● STATED PROBLEM
Give the lines of the items as a JSON list of strings, one string per line with blank lines left out, starting at the first line of the items and ending at the line that contains "[[262, 24]]".

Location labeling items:
..............................

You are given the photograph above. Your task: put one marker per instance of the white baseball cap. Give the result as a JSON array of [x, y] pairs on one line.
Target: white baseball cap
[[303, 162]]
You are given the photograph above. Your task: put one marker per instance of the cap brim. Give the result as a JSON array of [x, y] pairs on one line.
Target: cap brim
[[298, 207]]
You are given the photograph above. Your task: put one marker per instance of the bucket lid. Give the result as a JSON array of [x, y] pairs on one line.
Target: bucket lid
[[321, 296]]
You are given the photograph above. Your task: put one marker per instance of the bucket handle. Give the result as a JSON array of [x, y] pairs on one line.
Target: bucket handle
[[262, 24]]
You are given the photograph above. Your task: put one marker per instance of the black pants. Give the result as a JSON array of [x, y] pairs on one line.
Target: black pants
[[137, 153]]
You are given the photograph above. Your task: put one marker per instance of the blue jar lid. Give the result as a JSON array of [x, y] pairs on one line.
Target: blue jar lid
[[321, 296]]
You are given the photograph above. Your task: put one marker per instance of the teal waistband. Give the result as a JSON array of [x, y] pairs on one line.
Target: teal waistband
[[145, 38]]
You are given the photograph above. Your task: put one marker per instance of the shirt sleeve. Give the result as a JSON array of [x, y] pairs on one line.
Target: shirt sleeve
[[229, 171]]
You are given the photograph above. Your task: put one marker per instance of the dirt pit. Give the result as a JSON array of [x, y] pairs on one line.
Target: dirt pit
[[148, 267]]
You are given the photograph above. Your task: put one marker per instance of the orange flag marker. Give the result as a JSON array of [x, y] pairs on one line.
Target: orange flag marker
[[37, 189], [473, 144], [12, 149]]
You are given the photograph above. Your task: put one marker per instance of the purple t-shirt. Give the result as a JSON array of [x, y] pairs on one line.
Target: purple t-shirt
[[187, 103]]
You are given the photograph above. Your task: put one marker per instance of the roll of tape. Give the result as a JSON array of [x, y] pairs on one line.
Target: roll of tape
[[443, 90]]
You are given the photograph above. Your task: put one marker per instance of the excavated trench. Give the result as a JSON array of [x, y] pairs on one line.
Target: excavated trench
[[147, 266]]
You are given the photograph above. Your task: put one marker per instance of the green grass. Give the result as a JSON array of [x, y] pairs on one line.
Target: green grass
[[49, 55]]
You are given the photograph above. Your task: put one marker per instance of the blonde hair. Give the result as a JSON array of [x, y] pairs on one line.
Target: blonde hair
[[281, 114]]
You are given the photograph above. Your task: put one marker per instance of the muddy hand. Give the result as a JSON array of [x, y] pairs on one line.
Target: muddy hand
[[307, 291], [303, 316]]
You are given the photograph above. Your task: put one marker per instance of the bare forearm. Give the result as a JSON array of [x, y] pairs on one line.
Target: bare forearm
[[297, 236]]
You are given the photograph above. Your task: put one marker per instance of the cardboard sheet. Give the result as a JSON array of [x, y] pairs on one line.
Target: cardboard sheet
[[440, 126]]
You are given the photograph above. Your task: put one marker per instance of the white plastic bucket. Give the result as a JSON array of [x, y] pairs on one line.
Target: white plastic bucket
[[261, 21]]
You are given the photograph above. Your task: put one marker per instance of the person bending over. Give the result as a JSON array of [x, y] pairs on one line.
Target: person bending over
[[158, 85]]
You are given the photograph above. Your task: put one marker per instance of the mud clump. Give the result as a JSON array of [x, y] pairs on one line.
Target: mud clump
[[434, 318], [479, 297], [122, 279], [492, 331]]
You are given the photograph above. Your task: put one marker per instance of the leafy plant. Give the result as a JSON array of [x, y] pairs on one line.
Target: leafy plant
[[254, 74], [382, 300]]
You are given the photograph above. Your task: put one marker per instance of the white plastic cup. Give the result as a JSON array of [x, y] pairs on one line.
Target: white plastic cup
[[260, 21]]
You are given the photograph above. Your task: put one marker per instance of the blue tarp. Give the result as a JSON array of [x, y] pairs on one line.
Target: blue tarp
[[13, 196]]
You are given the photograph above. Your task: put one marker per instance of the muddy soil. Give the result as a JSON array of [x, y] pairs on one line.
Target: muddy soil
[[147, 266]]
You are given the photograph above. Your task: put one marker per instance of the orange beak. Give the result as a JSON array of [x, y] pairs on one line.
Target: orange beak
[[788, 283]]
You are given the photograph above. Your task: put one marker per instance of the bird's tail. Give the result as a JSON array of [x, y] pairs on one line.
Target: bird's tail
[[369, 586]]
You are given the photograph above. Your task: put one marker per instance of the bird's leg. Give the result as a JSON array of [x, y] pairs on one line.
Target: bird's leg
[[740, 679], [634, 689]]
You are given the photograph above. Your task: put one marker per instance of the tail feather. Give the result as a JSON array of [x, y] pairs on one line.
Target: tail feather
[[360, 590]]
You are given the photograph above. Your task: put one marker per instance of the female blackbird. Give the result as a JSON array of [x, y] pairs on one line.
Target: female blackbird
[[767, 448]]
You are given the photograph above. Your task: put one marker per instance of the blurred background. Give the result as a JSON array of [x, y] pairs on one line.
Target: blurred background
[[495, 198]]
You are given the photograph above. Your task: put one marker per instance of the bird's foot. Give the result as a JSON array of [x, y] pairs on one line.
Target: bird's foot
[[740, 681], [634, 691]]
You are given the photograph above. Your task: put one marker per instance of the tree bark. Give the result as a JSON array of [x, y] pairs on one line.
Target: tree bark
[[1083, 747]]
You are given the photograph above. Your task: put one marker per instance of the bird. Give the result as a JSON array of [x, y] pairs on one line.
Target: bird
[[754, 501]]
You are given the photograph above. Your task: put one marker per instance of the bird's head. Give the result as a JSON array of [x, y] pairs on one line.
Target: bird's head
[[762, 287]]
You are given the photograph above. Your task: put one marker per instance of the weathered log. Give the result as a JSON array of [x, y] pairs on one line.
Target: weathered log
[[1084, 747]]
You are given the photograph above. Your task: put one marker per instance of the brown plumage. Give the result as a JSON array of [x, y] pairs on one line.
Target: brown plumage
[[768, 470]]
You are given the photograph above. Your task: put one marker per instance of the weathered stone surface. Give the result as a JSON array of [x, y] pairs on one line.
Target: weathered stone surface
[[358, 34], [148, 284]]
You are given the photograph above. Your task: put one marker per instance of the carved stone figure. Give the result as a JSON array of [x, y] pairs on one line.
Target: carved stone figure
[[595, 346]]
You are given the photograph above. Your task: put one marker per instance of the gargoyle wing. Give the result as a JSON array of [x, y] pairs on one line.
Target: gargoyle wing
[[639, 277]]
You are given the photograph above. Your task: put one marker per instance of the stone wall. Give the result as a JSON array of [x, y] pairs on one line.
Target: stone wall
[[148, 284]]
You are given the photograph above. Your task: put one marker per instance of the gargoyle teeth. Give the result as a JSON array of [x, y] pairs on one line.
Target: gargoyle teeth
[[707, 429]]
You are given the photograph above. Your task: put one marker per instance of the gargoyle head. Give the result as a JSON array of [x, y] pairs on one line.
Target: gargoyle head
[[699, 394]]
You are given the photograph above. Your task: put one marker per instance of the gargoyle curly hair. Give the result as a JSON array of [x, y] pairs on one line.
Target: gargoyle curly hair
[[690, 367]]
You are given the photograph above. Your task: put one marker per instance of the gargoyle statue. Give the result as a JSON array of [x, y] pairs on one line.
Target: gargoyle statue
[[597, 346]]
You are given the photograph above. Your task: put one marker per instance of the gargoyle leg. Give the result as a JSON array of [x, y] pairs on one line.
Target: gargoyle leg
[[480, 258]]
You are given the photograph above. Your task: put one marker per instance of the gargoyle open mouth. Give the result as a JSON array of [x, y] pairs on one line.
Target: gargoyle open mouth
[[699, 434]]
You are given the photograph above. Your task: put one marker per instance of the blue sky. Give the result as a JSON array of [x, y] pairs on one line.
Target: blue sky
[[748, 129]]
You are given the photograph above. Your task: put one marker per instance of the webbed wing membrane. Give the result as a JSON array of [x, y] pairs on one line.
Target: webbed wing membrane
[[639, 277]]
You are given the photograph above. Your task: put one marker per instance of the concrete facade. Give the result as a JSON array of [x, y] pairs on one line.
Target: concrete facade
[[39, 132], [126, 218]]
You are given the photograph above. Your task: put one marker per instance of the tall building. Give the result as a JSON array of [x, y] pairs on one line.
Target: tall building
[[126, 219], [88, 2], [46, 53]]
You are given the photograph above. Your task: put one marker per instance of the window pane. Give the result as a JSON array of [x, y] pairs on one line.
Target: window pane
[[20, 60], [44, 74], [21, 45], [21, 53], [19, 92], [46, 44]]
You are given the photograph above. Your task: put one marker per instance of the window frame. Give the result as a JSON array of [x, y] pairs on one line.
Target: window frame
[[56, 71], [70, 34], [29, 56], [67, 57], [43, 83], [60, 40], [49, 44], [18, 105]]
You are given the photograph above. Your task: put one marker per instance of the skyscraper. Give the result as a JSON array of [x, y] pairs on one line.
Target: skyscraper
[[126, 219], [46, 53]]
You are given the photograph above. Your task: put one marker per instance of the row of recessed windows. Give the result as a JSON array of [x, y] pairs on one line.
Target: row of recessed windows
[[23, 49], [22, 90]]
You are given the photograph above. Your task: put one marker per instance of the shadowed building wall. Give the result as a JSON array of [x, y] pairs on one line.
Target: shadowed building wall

..............................

● THE RESPONSE
[
  "You are given the photograph above. Your task: put one marker per instance of the white baseball cap. Give the result as a JSON array of [x, y] pairs on one line.",
  "Target: white baseball cap",
  "[[303, 162]]",
  "You are given the photograph above. Your task: put one marker per instance of the cap brim. Give the result as a JSON array of [x, y] pairs on one line.",
  "Target: cap brim",
  "[[298, 207]]",
  "You are given the photograph above. Your task: put one marker per instance of the bucket lid. Give the result as a JSON array of [x, y] pairs on one line.",
  "Target: bucket lid",
  "[[321, 296]]",
  "You are given the photograph above. Your task: put one marker per instance of the bucket handle. Give the result as a JSON array of [x, y] pairs on one line.",
  "Target: bucket handle",
  "[[262, 24]]"
]